**GIVEN REQUEST 1:**
Show every line in the records below that contains the string "column".

**TEXT TO READ:**
- Origin: Texas, USA
- Genres: Avant-garde metal progressive metal alternative metal
- Years active: 1995–2007
- Labels: TDRS, Rack-O
- Past members: Bill Moseley Buckethead Pinchface Travis Dickerson

= Cornbugs =

American avant-garde metal band

Cornbugs was an American avant-garde metal band formed in 1995. Comprising vocalist Bill "Choptop" Moseley, guitarist Buckethead, drummer Pinchface and keyboardist Travis Dickerson, the band released five albums, two DVDs, and three compilation albums before they split up in 2007. The songs were heavily inspired by The Texas Chain Saw Massacre and its sequel The Texas Chainsaw Massacre 2, with Bill Mosley playing his Choptop character from the latter.

==Biography==
The band released their first album, Spot the Psycho, in 1999. The band didn't release anything else until 2001, when they released their second album, Cemetery Pinch, and third album, How Now Brown Cow, simultaneously. All three albums were self-released and sold via Moseley's website.

In 2004 the Cornbugs released their fourth album called Brain Circus. This album was released on the label of their new keyboardist Travis Dickerson, TDRS Music. Later that same year they released their fifth and final studio album of new material called Donkey Town.

[Coordinate annotation records]

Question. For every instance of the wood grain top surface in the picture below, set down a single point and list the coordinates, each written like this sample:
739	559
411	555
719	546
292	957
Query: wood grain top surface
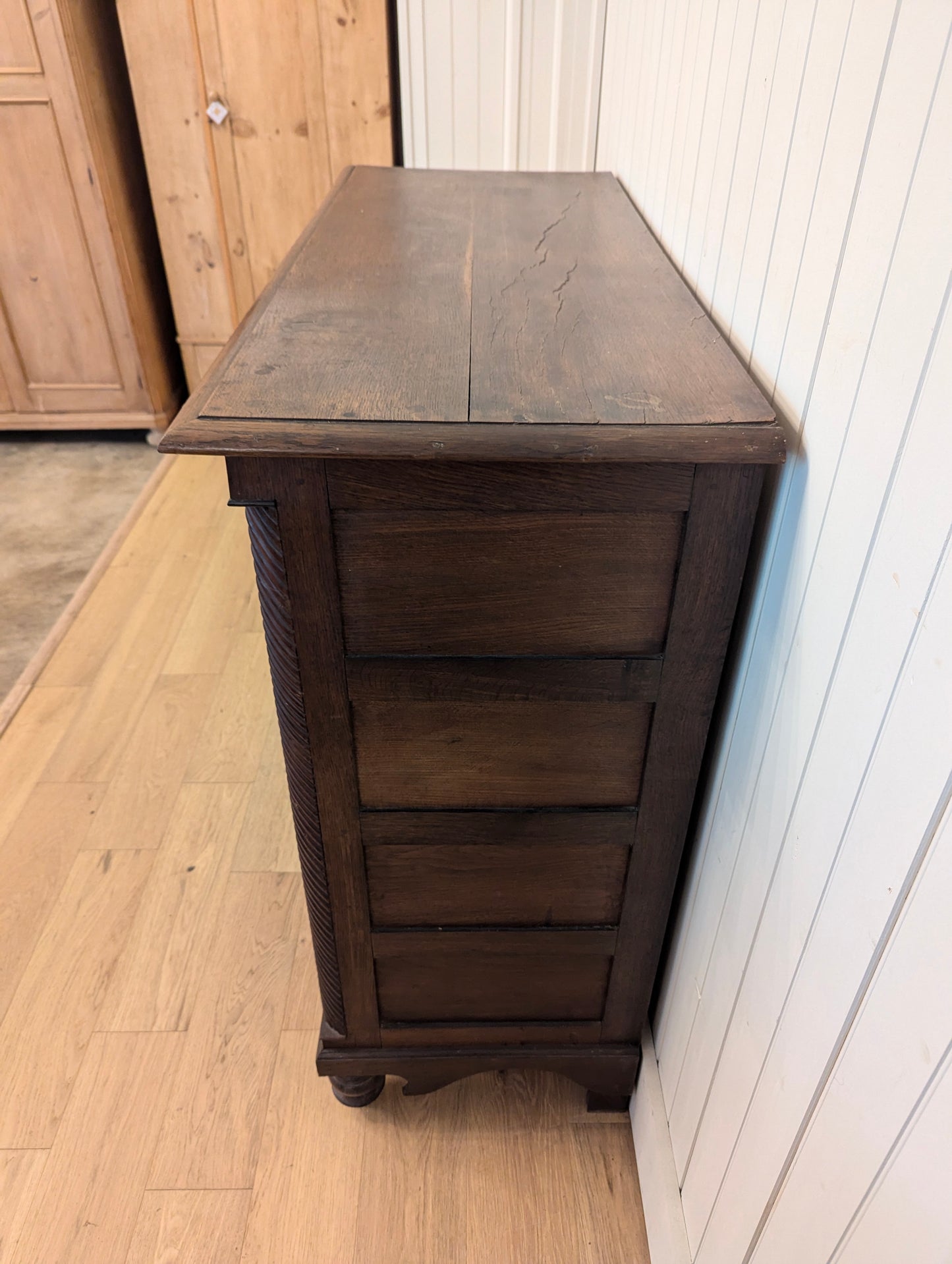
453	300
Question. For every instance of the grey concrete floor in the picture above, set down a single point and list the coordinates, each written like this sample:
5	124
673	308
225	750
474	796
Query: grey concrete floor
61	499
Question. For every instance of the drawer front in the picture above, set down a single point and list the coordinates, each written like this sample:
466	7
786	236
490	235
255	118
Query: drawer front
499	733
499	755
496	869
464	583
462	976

* * *

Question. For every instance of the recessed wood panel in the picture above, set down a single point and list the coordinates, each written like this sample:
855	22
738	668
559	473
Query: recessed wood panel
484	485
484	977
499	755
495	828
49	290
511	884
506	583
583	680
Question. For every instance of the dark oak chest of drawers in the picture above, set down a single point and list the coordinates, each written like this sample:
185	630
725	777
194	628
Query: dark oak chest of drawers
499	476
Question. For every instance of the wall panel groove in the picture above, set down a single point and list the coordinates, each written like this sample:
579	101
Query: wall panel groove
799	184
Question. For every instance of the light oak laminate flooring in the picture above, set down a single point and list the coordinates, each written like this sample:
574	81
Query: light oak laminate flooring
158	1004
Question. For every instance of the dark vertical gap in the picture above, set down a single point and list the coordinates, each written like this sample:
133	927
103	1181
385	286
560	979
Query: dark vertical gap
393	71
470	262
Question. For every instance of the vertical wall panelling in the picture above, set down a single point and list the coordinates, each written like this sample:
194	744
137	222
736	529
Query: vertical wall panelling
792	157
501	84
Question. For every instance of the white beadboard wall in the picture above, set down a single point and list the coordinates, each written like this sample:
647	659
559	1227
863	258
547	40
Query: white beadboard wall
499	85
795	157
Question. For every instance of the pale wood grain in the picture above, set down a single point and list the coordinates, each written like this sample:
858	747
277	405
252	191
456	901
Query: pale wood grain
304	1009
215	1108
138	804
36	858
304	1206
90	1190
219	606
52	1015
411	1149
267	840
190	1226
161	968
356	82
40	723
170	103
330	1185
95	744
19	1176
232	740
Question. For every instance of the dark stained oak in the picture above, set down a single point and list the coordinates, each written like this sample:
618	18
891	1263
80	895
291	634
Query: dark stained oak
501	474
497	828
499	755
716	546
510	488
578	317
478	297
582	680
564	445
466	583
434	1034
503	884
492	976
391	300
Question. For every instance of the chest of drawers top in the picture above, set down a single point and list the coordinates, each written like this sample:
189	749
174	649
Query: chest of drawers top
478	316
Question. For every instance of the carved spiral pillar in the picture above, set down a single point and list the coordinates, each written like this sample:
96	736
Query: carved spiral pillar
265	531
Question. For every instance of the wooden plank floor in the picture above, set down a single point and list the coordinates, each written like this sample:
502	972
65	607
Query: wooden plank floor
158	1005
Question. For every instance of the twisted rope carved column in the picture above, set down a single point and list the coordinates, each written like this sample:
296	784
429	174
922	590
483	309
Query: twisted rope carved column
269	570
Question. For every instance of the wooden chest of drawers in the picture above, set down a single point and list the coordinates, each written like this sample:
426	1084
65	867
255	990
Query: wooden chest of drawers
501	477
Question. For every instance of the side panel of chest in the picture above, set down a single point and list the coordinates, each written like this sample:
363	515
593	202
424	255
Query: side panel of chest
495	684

**GIVEN REQUEST 2:**
Condense the paragraph of the Cornbugs text above that begins "The band released their first album" into a single shorter sentence that keeps its main facts.

**TASK RESPONSE 1:**
Question. For every instance of the twisted rope carved column in the picture above, set down a single point and list the coordinates, each written like this sample:
Query: twisted rope carved column

**TASK RESPONSE 2:**
Cornbugs released Spot the Psycho in 1999 and nothing more until 2001, when Cemetery Pinch and How Now Brown Cow came out together; all three were self-released and sold through Moseley's website.